** Assigned task **
From the records below, transcribe exactly the lines that begin at the line with "x=288, y=264" and end at the line with "x=520, y=220", both included.
.....
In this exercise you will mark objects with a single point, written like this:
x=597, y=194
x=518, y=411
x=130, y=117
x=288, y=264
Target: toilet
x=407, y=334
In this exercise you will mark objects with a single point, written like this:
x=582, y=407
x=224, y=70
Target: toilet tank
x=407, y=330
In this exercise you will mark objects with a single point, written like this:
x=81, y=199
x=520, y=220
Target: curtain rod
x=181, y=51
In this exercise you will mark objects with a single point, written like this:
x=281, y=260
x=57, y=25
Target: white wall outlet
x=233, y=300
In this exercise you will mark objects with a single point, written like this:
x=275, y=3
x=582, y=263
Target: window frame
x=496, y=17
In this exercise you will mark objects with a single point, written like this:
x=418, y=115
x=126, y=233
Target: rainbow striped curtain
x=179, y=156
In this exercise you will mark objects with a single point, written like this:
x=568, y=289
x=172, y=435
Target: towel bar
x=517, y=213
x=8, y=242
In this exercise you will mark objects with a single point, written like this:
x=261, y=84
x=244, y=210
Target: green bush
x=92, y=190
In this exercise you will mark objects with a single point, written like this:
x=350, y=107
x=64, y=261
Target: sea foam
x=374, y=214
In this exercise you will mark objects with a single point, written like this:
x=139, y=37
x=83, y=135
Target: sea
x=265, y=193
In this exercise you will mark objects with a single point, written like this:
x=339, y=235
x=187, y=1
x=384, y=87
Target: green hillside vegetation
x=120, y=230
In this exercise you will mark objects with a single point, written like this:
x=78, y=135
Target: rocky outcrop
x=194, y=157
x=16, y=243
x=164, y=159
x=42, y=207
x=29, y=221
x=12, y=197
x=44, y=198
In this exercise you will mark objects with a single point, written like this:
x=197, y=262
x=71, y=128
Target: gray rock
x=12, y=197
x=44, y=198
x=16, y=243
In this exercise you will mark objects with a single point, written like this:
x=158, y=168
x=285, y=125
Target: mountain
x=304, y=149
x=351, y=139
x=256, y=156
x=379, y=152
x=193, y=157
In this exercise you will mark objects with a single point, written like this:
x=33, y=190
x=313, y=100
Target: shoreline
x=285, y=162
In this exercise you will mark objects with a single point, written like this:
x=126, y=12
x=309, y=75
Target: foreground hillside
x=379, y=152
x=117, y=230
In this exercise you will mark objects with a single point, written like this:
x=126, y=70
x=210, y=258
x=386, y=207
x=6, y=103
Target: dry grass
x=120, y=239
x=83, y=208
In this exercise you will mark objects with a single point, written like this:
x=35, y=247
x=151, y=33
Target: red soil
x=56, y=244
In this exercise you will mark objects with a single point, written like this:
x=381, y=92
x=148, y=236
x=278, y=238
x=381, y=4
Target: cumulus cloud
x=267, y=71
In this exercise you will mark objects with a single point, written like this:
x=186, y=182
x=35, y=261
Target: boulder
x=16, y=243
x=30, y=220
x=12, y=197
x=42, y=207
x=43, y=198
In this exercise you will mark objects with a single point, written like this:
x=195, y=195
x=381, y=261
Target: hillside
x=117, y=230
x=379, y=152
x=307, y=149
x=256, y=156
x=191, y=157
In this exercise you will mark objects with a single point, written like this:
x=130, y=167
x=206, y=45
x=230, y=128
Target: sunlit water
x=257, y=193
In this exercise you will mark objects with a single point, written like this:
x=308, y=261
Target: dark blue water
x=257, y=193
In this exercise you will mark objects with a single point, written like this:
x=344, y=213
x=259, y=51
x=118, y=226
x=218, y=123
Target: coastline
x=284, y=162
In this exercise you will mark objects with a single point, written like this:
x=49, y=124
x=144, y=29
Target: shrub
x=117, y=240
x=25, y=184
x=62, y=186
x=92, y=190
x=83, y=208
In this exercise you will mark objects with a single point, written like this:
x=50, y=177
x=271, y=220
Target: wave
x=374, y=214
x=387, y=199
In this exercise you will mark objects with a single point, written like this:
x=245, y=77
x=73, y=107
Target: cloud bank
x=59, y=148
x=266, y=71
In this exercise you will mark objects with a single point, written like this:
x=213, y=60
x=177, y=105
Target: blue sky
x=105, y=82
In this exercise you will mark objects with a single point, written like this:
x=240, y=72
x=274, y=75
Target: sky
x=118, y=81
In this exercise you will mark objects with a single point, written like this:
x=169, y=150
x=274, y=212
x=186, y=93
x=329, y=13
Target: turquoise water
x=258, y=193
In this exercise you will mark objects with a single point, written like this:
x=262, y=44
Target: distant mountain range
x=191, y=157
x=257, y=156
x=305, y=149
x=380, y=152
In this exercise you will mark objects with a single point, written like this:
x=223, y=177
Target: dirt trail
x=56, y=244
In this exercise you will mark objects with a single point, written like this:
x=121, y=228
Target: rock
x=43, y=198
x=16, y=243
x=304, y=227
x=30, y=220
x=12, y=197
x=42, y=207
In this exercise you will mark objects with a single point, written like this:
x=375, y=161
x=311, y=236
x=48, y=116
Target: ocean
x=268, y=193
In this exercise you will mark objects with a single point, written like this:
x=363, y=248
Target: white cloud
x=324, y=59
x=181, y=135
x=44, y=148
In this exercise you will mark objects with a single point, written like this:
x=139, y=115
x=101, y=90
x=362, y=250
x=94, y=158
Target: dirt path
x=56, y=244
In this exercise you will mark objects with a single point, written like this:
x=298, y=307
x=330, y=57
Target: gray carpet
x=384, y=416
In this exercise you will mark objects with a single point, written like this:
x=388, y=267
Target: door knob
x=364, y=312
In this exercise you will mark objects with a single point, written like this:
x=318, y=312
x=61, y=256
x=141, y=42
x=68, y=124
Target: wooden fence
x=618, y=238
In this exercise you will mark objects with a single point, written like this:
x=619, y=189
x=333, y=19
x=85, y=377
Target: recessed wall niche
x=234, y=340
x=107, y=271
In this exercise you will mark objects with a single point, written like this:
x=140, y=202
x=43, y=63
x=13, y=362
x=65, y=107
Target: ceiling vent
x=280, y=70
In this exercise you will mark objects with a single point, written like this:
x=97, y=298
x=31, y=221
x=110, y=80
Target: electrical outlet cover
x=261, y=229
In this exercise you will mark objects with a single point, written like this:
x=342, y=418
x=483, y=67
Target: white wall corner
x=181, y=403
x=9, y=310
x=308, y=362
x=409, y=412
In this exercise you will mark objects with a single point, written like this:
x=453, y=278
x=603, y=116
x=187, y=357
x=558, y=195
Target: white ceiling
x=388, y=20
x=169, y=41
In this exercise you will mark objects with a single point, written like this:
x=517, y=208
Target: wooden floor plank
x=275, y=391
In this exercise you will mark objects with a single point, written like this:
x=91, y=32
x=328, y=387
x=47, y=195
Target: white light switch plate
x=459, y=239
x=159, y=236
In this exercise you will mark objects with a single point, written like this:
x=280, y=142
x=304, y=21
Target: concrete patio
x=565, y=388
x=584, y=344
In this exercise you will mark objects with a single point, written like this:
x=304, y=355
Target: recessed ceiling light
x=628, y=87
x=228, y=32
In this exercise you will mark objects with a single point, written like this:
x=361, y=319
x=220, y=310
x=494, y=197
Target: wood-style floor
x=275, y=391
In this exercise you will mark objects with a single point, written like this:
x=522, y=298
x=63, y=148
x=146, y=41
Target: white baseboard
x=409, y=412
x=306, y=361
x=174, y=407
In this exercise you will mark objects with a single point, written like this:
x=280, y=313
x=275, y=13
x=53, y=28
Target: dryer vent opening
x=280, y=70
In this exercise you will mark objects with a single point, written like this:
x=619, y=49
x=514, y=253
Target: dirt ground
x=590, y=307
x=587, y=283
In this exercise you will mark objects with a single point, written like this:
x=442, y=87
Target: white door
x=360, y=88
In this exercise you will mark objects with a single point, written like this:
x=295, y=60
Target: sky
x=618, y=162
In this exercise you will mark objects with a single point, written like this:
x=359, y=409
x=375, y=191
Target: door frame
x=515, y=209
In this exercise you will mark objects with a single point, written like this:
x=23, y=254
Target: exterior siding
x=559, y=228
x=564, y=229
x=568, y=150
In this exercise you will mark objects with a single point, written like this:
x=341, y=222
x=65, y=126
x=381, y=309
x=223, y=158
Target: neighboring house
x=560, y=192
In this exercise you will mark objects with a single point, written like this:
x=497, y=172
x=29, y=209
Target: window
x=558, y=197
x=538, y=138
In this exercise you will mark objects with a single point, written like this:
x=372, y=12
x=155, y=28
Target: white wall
.....
** Finished exercise **
x=288, y=264
Target: toilet
x=407, y=334
In this exercise you will mark objects with a single point, written like this:
x=582, y=407
x=224, y=70
Target: toilet tank
x=407, y=330
In this exercise you will mark objects with a single point, written like this:
x=81, y=199
x=520, y=220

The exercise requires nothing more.